◆ **Stated goal**:
Extract every line in the records that contains the string "yellow". The match is case-sensitive.

◆ **Data to process**:

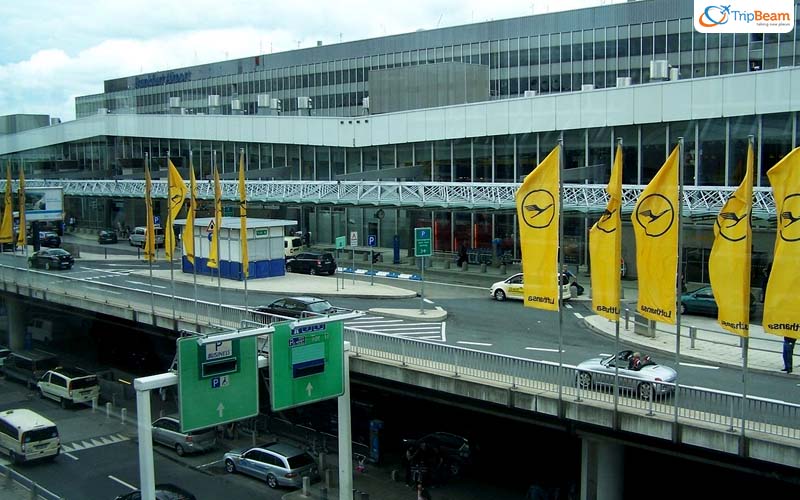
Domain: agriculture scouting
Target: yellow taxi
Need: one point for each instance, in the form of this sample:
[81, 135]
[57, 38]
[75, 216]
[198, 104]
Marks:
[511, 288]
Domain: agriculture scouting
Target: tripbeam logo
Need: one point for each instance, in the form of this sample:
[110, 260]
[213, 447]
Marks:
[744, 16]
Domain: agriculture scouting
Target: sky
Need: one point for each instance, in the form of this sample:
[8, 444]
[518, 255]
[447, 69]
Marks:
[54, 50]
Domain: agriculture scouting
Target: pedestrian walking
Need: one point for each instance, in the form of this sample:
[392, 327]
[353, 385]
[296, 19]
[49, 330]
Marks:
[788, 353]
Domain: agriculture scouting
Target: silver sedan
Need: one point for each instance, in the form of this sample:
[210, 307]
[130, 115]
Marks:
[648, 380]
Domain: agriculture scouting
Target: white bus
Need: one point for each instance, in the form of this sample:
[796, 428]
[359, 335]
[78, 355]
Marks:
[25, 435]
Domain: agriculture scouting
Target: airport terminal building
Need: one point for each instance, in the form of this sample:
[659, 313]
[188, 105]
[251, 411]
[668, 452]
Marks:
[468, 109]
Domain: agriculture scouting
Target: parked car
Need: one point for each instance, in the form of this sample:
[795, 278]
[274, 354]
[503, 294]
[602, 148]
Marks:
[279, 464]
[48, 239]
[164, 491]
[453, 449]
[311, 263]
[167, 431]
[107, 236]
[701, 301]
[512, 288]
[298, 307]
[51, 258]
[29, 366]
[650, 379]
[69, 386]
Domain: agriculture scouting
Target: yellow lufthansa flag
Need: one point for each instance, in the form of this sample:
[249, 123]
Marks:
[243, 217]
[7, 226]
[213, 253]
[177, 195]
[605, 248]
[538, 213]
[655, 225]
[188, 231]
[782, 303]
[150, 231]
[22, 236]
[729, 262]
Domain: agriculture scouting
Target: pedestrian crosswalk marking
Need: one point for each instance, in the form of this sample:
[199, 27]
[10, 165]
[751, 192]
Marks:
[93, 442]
==
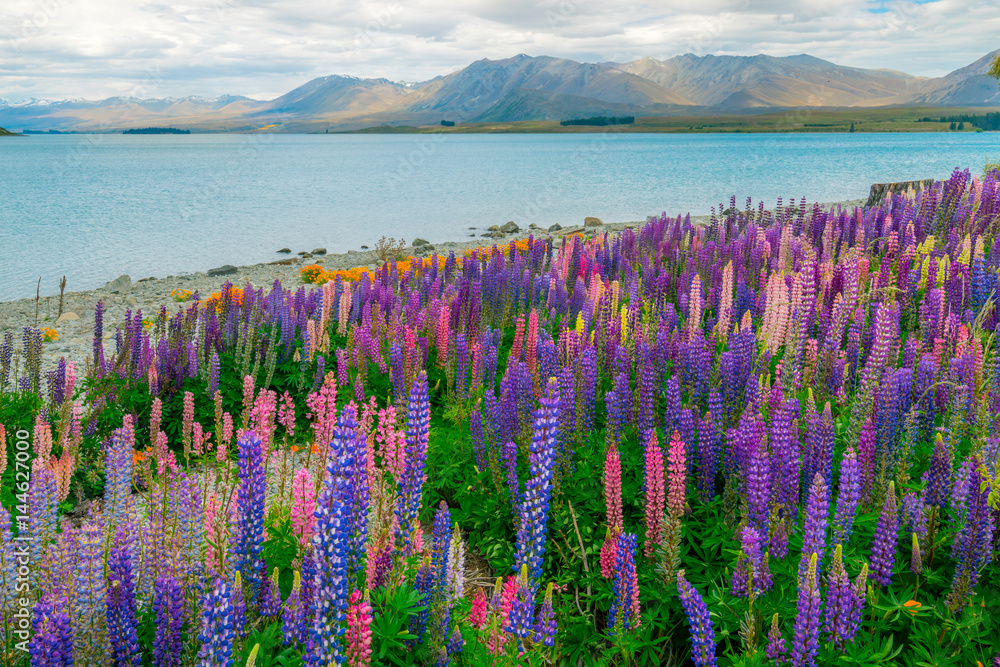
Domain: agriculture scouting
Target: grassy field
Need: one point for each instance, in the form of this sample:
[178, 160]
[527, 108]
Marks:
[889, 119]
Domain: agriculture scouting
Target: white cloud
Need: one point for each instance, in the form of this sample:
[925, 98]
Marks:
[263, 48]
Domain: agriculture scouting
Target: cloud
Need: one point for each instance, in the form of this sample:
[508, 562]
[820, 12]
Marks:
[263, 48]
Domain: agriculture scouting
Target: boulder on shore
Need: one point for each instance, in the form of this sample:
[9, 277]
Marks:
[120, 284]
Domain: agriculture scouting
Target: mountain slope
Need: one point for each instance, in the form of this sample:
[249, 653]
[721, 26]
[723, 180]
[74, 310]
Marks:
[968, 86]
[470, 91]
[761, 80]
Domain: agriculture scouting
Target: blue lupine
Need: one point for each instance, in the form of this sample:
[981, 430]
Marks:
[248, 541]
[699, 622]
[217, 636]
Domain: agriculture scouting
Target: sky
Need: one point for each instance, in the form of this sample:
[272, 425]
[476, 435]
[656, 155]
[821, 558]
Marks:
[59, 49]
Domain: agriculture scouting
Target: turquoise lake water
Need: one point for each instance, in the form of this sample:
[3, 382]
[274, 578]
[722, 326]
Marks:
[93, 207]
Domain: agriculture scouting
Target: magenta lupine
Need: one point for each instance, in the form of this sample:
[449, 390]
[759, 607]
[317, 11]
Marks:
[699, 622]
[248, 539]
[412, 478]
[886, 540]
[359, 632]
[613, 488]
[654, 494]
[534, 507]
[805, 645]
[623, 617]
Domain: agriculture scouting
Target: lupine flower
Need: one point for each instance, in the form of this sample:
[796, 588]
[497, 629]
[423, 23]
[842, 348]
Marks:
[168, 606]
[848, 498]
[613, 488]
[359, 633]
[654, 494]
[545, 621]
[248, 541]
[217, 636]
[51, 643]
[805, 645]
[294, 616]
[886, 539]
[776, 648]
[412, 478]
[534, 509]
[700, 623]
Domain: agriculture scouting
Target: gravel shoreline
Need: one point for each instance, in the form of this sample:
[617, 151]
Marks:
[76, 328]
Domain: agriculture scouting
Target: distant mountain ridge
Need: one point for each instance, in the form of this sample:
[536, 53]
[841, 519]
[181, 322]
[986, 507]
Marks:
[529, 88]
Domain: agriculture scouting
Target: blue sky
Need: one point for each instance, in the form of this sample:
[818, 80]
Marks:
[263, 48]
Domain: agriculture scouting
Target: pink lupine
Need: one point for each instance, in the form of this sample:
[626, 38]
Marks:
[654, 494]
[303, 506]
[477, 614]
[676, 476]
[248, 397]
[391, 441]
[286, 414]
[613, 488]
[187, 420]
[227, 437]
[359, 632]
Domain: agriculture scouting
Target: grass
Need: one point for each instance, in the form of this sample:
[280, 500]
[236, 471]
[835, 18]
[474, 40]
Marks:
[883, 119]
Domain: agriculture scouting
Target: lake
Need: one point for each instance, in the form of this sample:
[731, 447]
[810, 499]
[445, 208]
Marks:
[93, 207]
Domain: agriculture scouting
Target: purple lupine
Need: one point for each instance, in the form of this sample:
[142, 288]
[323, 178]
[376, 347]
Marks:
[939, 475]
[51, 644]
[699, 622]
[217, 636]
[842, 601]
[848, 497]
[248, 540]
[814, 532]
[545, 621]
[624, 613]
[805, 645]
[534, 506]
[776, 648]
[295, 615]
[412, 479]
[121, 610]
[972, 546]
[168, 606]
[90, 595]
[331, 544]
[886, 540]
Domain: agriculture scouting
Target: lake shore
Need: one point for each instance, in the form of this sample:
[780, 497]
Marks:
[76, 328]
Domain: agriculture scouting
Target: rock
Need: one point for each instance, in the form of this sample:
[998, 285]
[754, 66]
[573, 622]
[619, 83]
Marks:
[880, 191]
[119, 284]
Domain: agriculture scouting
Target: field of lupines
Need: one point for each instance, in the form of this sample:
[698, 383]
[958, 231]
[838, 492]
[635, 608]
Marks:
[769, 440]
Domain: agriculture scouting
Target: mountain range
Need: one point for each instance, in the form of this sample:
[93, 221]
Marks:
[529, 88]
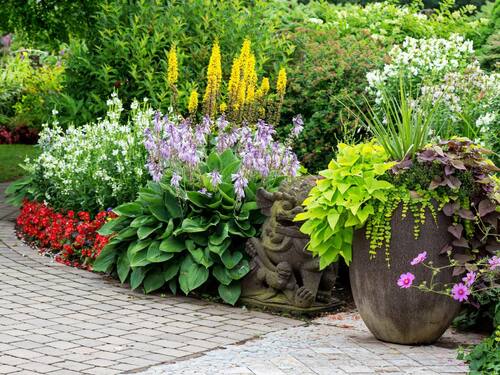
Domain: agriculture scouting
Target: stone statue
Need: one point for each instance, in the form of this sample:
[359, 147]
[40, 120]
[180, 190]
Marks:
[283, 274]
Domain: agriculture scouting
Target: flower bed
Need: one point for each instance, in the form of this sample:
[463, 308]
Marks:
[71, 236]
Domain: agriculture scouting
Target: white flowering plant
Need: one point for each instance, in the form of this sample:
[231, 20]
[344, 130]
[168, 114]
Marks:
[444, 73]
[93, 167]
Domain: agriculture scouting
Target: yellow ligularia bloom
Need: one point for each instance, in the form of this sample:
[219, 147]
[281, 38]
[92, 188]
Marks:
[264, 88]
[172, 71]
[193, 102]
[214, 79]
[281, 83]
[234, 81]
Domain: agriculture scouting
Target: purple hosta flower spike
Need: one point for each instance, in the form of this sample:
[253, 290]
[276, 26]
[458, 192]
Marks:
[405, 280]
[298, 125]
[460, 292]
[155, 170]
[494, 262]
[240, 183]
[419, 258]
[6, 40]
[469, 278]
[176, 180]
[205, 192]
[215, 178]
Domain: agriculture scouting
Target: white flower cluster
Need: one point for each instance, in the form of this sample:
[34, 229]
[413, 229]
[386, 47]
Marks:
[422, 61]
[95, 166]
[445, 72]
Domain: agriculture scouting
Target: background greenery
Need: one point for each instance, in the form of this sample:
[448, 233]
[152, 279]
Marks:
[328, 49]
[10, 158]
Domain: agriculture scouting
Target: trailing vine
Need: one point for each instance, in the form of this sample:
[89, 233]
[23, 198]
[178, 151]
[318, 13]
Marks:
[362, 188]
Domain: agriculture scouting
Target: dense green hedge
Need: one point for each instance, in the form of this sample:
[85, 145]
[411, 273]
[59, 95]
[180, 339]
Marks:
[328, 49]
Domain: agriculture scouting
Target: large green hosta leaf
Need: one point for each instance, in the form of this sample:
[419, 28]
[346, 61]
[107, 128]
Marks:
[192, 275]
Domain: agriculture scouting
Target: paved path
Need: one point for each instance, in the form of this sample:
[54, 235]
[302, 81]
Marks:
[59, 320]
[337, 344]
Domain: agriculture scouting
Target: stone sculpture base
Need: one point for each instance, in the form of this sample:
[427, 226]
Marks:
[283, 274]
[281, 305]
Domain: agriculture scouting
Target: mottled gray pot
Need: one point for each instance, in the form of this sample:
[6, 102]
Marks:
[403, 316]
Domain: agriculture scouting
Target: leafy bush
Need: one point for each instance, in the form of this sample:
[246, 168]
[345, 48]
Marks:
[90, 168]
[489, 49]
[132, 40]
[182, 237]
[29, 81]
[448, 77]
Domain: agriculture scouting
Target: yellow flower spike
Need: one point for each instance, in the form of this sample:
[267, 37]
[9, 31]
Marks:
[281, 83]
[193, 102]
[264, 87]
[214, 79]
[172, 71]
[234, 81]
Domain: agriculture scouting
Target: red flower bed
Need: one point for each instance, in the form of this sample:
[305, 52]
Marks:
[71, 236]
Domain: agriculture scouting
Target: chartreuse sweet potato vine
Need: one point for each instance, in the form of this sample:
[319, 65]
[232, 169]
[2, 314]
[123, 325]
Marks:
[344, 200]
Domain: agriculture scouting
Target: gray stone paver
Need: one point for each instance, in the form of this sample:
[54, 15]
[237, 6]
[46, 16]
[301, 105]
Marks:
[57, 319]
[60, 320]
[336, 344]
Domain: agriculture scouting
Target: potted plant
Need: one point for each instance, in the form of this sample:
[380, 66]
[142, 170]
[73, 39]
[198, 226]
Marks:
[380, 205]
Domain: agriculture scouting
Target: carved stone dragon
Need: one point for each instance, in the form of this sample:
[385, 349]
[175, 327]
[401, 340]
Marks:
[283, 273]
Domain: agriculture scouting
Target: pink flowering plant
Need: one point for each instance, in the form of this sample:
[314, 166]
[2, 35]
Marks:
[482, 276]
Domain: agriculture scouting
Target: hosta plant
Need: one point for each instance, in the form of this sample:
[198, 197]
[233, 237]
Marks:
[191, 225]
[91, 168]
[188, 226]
--
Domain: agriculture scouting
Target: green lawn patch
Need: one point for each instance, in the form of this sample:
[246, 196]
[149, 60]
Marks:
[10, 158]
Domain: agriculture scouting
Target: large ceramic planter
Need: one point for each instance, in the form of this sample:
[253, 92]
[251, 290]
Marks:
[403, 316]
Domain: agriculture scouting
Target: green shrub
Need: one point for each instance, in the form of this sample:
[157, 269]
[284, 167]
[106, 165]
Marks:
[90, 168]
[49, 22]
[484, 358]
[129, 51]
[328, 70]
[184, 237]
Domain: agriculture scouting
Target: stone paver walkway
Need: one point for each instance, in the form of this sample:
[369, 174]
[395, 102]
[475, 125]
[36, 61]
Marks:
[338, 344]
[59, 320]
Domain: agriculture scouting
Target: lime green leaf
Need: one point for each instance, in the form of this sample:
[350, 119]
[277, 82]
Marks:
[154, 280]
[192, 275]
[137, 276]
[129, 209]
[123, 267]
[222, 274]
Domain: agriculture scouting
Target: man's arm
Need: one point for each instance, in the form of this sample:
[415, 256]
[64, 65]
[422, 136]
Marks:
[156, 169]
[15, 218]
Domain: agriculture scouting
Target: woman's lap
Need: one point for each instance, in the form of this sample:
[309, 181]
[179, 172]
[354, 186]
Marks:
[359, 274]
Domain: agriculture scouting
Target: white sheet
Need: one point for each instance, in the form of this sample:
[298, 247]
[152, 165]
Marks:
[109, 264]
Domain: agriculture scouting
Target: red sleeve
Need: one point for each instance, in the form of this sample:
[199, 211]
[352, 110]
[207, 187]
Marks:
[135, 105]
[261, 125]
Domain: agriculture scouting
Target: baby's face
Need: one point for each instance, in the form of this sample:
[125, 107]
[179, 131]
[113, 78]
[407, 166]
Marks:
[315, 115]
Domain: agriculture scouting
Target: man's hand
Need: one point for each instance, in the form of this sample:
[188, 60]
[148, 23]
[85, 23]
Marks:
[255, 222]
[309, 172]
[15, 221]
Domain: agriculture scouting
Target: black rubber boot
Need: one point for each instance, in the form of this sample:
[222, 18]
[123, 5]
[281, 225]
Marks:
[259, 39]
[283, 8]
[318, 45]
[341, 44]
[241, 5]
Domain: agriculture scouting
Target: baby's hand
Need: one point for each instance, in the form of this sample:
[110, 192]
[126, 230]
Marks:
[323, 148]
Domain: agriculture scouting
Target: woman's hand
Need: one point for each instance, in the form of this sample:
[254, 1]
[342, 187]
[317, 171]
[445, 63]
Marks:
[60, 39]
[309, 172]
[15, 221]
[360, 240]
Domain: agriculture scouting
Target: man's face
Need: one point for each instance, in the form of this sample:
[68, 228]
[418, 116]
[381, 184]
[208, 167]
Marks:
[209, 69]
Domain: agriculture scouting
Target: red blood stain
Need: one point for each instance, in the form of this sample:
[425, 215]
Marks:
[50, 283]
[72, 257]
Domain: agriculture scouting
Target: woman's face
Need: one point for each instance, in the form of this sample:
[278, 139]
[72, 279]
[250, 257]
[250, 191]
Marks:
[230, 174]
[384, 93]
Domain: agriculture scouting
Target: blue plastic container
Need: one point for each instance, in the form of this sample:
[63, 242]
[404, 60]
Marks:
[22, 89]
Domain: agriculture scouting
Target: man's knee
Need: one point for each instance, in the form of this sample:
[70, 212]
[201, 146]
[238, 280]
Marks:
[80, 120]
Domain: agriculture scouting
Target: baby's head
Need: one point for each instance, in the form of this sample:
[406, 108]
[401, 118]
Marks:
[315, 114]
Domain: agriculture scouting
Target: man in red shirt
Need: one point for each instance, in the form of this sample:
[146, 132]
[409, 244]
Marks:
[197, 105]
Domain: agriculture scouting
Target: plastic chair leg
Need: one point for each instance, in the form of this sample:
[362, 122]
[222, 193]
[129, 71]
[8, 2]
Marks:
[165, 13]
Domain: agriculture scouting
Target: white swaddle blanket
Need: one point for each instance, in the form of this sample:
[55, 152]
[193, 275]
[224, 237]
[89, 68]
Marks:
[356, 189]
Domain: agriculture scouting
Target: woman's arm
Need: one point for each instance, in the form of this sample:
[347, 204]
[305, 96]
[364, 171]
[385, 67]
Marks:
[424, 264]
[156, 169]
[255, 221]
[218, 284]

◆ **Exercise output**:
Target: yellow taxi
Target: yellow lufthansa flag
Target: yellow ligularia bloom
Target: yellow flower spike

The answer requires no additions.